#### Assigned task
Determine how many lines in the material below contain the word "single", and give that number without comment.
******************************
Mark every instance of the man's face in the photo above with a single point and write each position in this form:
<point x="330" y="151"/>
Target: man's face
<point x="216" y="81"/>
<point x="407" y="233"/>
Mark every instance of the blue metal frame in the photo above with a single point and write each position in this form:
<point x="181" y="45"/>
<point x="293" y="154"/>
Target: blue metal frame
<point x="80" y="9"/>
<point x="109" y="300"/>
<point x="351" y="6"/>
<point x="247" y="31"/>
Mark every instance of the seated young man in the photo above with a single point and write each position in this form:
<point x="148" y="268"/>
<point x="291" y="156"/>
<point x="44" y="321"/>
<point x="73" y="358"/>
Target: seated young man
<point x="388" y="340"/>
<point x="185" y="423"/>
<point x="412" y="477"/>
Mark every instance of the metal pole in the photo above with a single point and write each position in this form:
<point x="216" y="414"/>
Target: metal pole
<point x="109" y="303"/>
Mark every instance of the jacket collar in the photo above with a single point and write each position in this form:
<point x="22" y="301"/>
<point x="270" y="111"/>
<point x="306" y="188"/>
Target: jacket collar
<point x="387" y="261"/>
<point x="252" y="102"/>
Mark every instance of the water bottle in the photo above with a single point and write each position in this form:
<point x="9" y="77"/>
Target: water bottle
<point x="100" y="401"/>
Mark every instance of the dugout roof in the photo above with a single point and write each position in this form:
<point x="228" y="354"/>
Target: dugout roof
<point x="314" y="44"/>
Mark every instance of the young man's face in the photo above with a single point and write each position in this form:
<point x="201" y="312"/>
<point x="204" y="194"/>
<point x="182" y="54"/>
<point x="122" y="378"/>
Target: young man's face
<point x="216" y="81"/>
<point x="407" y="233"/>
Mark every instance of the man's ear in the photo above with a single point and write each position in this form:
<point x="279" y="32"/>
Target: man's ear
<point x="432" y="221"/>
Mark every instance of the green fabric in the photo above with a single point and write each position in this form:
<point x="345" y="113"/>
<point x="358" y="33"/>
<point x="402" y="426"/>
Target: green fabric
******************************
#### Answer space
10